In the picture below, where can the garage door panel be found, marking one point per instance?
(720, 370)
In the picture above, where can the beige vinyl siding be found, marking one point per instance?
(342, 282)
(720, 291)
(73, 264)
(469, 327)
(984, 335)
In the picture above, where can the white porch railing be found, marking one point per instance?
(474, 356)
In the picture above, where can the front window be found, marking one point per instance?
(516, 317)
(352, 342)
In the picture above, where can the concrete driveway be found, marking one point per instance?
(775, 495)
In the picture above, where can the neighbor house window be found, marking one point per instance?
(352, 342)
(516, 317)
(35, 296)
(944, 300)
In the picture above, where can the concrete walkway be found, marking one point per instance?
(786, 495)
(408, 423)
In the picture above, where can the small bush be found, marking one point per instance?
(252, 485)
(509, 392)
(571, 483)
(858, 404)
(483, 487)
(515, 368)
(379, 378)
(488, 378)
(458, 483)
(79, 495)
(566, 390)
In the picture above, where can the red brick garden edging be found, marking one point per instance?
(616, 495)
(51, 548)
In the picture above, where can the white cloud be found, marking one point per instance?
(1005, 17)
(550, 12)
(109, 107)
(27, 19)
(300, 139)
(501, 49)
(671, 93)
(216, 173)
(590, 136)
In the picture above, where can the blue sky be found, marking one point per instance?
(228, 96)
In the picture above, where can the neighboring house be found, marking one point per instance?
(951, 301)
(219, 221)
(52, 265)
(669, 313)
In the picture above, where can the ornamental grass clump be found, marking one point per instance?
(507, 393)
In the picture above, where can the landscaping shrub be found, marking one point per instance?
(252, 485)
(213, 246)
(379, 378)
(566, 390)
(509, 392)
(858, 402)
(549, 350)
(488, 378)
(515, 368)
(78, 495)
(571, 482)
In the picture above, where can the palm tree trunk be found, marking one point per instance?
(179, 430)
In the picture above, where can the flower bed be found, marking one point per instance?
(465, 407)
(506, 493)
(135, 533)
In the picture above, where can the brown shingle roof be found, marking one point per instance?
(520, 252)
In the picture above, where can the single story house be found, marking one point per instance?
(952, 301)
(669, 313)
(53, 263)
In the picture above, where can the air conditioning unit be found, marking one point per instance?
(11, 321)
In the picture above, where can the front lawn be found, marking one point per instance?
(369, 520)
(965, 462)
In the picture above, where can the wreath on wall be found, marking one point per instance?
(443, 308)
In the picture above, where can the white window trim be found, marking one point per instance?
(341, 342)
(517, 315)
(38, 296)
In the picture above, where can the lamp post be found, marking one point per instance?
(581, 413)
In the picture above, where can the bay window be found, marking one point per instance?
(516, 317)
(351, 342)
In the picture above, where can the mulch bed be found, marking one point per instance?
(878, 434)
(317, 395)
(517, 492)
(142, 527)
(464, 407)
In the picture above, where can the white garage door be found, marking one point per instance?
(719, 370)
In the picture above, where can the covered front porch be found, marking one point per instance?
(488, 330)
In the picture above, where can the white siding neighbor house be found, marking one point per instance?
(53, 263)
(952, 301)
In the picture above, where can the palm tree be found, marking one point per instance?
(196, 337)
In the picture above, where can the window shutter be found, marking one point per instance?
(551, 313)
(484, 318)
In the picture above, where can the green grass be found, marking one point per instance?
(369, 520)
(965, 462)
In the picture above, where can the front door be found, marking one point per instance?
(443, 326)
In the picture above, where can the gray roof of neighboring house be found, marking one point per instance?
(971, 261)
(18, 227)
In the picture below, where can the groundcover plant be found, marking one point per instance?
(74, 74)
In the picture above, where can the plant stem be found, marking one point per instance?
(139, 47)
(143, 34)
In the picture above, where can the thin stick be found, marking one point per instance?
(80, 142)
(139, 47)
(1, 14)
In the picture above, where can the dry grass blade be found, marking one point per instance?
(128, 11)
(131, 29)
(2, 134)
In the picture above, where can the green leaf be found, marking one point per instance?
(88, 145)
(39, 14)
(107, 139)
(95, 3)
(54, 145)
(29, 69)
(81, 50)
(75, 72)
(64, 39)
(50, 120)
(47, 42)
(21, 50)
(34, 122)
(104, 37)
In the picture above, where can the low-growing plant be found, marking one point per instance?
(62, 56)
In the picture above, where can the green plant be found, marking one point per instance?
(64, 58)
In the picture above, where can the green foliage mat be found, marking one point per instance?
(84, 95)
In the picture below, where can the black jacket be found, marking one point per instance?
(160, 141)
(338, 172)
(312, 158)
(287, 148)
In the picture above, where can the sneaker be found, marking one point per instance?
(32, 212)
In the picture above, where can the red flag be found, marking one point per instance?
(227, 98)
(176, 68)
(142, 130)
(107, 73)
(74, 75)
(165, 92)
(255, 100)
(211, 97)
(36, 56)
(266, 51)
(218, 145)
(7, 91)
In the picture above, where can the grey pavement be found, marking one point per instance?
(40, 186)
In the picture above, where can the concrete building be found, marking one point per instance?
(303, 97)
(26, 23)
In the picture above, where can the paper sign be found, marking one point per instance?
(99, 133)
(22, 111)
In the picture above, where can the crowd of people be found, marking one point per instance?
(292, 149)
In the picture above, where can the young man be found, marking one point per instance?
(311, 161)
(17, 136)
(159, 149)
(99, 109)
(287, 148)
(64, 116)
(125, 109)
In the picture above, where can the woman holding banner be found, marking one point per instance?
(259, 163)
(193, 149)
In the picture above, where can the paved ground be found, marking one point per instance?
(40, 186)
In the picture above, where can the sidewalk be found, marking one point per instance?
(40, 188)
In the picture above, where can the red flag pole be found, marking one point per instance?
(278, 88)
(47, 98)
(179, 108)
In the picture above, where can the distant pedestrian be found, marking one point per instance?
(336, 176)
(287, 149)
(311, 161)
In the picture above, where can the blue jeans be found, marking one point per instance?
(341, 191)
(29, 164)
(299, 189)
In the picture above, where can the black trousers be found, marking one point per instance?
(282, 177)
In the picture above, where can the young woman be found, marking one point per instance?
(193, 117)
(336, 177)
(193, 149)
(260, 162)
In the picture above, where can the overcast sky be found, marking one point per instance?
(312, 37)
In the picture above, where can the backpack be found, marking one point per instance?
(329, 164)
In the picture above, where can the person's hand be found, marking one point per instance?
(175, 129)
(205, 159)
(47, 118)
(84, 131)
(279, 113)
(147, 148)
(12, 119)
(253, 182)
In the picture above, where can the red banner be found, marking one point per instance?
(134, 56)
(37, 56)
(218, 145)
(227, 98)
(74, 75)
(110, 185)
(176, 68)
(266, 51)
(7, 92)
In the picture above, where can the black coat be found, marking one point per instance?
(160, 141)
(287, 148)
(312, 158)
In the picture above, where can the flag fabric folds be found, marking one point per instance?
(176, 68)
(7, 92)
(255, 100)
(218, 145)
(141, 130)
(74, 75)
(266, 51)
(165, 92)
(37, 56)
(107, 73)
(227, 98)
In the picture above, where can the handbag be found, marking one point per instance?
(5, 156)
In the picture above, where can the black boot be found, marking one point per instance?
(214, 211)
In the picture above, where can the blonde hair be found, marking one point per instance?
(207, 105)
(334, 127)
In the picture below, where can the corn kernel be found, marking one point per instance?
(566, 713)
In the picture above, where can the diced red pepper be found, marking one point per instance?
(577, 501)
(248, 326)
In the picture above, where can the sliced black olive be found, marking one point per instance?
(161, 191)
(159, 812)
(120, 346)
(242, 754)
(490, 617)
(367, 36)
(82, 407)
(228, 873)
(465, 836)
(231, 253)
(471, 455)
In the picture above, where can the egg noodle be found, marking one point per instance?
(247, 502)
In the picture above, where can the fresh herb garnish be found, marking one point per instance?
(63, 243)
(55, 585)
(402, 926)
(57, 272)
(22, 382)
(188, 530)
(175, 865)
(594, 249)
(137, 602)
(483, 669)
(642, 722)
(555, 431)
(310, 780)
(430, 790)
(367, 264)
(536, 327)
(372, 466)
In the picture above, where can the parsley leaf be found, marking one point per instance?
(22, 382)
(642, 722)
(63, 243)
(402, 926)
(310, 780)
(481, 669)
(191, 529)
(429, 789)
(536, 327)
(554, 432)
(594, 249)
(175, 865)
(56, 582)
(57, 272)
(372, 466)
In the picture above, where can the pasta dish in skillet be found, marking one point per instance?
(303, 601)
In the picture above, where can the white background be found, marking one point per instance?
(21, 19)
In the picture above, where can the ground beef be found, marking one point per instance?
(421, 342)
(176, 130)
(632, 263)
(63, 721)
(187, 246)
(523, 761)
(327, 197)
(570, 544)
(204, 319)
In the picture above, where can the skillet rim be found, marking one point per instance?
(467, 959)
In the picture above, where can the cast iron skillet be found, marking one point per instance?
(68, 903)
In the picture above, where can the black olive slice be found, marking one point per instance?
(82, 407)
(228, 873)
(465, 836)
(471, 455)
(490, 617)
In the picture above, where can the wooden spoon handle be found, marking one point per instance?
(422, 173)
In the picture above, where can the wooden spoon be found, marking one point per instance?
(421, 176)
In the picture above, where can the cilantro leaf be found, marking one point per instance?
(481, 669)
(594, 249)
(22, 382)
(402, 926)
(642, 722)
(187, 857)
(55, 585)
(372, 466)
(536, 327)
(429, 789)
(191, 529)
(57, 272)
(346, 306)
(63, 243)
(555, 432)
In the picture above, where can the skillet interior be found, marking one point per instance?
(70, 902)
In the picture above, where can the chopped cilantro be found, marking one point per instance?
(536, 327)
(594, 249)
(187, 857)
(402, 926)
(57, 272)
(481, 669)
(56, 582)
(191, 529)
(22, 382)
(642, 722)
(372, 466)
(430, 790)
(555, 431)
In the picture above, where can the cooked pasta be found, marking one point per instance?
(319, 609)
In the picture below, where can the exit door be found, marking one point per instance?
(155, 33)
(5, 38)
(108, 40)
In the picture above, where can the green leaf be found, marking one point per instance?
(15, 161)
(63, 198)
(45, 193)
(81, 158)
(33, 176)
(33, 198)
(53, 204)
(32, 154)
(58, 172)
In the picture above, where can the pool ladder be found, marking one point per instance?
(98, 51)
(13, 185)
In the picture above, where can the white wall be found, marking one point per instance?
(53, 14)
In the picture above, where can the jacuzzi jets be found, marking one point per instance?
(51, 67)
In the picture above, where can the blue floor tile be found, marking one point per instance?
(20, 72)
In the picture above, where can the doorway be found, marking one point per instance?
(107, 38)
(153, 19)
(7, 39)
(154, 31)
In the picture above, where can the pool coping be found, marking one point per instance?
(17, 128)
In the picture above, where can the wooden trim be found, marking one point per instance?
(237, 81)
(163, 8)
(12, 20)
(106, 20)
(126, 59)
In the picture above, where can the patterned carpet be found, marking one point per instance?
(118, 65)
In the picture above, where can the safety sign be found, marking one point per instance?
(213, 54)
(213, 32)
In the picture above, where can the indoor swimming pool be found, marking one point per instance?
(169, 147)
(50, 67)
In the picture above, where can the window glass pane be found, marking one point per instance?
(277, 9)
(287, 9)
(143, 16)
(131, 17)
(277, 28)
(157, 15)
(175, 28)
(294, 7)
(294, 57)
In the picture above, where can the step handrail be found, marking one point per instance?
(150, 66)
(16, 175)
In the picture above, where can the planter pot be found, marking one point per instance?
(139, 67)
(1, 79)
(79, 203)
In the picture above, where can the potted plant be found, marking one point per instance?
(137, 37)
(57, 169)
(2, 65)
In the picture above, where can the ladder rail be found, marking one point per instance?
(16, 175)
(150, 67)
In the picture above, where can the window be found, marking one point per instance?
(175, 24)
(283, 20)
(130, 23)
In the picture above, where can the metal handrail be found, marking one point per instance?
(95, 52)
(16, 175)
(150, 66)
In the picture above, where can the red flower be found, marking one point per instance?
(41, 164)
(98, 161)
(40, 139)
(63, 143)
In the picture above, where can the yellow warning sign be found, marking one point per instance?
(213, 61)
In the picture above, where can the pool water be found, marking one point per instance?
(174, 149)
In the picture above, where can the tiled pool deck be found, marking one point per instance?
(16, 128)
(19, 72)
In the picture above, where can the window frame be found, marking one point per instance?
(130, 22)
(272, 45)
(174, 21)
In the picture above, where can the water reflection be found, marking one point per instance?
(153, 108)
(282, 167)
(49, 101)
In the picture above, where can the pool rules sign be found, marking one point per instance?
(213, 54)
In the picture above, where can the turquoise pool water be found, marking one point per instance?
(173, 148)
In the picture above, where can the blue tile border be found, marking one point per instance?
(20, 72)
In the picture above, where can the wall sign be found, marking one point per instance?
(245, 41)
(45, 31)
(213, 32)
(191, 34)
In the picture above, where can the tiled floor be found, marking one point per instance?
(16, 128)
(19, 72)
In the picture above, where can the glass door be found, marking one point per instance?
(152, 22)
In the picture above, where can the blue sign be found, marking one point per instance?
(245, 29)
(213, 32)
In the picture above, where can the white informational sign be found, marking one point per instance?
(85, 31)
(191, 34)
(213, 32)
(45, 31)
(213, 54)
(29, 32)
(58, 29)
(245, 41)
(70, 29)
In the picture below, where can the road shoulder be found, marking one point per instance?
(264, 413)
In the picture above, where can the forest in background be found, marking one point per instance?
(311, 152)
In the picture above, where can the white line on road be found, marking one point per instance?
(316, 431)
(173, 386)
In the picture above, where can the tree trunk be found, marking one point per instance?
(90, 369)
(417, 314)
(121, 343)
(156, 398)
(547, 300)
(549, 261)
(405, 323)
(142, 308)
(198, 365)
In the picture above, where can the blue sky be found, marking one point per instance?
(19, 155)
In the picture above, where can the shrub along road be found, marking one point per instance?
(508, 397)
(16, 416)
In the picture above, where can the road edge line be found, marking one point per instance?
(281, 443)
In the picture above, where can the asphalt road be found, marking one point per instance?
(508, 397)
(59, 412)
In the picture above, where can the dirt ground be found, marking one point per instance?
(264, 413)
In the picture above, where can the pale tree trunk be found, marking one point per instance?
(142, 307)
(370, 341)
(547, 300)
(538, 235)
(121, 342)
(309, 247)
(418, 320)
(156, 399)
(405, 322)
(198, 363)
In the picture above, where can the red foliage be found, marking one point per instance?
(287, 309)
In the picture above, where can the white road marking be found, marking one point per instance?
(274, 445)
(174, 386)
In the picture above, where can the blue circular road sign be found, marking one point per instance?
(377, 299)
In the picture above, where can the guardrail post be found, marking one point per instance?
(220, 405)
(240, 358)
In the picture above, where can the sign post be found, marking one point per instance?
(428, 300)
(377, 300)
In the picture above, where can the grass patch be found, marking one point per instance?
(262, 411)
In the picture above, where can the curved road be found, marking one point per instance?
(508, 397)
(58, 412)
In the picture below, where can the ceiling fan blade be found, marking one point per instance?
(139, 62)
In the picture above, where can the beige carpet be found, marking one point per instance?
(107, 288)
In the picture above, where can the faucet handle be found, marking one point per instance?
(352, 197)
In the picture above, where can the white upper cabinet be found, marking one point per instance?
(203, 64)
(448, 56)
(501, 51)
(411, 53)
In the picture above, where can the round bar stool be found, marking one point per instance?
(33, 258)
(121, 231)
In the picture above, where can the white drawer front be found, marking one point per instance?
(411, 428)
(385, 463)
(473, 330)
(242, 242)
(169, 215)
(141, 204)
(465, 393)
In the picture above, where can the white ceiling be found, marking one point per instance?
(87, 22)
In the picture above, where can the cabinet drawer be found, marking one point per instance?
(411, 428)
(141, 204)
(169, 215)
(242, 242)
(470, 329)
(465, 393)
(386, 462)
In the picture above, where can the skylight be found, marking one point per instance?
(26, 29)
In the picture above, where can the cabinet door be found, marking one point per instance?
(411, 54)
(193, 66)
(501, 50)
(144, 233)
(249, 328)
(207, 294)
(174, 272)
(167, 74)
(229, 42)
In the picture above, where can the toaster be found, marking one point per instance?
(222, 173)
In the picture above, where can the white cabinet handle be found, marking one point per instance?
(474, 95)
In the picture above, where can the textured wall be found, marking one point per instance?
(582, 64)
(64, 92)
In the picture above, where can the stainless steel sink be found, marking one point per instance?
----
▸ **SHORT EXERCISE**: In the entries above, find the line containing "In the picture above, where can the blue circular". Set down that line and every line after it through the last one, exactly and alone.

▸ **SOLUTION TO THE EXERCISE**:
In the picture above, where can the blue circular road sign be found, marking one point per instance?
(377, 299)
In the picture above, where can the guardrail post be found, marking one point per instance?
(220, 405)
(240, 358)
In the picture above, where can the sign post be found, marking one point per instance?
(428, 300)
(377, 300)
In the picture above, where can the grass patch be found, marking one point per instance?
(262, 411)
In the picture above, where can the curved road be found, marking one point per instance?
(508, 397)
(58, 412)
In the picture below, where can the ceiling fan blade be found, marking one point per instance?
(139, 62)
In the picture above, where can the beige carpet be found, marking one point per instance?
(107, 288)
In the picture above, where can the faucet handle be found, marking one point per instance?
(352, 197)
In the picture above, where can the white upper cabinet be found, marking one point per instance?
(203, 64)
(448, 56)
(501, 51)
(411, 53)
In the picture above, where can the round bar stool be found, marking one point per instance?
(33, 258)
(121, 231)
In the picture above, where can the white drawer front be found, marking one point per instance?
(411, 428)
(385, 463)
(473, 330)
(242, 242)
(169, 215)
(141, 204)
(465, 393)
In the picture above, where can the white ceiling be found, marking one point per instance?
(87, 22)
In the picture above, where can the cabinet drawer be found, marking one point per instance?
(411, 428)
(141, 204)
(169, 215)
(242, 242)
(470, 329)
(465, 393)
(386, 462)
In the picture above, where can the skylight be found, marking one point per instance?
(26, 29)
In the picture above, where can the cabinet door be found, marking one point per instance?
(411, 54)
(193, 66)
(501, 50)
(144, 233)
(249, 328)
(207, 294)
(174, 272)
(167, 74)
(229, 42)
In the picture above, where can the toaster be found, marking one point per instance?
(222, 173)
In the picture above, where can the white cabinet handle be found, marking one point per instance?
(474, 95)
In the picture above, where can the textured wall be found, marking one point per instance?
(582, 64)
(64, 92)
In the picture above, where can the stainless steel sink be found, marking one point per instance?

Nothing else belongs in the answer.